[Data extracted from a collection]
= = = =

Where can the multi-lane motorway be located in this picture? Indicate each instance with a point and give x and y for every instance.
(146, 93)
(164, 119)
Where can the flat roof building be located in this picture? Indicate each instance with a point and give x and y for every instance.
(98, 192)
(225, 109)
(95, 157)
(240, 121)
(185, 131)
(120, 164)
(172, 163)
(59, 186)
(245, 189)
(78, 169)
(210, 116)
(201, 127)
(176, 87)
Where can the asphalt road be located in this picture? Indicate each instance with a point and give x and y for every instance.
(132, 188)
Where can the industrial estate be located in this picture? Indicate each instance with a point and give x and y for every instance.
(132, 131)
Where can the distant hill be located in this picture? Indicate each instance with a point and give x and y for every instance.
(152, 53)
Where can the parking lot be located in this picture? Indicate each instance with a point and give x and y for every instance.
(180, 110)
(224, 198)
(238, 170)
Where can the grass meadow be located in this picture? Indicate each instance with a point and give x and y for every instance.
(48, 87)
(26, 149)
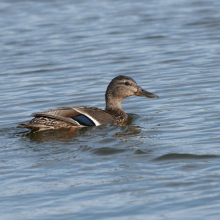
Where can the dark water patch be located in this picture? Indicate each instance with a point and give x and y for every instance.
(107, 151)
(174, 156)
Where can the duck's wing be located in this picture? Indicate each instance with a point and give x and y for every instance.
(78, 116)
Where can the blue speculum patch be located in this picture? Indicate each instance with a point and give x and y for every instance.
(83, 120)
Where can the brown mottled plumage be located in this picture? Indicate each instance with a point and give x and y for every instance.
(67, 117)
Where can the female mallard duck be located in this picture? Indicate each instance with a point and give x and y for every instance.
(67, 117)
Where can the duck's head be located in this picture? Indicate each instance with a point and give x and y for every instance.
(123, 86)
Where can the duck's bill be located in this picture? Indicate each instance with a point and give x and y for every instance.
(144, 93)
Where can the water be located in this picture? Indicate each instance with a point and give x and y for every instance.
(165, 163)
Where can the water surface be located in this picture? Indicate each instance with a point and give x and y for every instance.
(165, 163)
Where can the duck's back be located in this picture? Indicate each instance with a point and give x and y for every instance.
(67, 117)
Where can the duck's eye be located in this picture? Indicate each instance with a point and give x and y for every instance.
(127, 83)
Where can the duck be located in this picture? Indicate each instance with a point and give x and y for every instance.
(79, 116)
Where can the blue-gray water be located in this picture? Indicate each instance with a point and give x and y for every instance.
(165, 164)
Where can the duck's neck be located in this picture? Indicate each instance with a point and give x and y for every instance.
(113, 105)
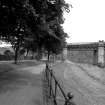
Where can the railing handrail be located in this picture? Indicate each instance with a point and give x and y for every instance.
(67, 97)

= = = =

▶ **Work order**
Output nothing but the lines from the one containing "Where can the railing" through the last line of the data, exactly as they stand.

▶ **Completed exercise**
Where can the railing handrail be located in this picture? Indicate each instance with a point and give x and y for every instance.
(67, 97)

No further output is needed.